**Available records**
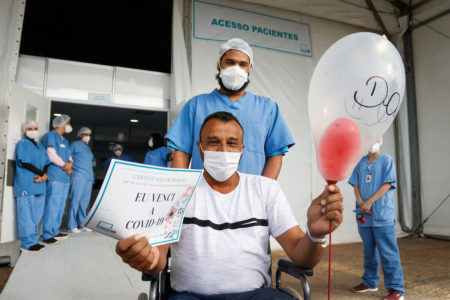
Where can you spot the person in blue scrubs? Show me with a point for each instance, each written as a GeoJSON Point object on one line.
{"type": "Point", "coordinates": [81, 180]}
{"type": "Point", "coordinates": [267, 136]}
{"type": "Point", "coordinates": [374, 180]}
{"type": "Point", "coordinates": [118, 154]}
{"type": "Point", "coordinates": [29, 186]}
{"type": "Point", "coordinates": [159, 155]}
{"type": "Point", "coordinates": [59, 179]}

**Exercise aim**
Rewrite the text lines of every row above as one numbered list, skipping blank lines and leaving out the pictures.

**Response**
1. Where can you spot the person in blue scrubs? Show me with a point for each instance, each written as a GeoJSON Point object on one line.
2. {"type": "Point", "coordinates": [81, 180]}
3. {"type": "Point", "coordinates": [267, 136]}
4. {"type": "Point", "coordinates": [374, 180]}
5. {"type": "Point", "coordinates": [118, 154]}
6. {"type": "Point", "coordinates": [29, 186]}
7. {"type": "Point", "coordinates": [159, 155]}
8. {"type": "Point", "coordinates": [59, 179]}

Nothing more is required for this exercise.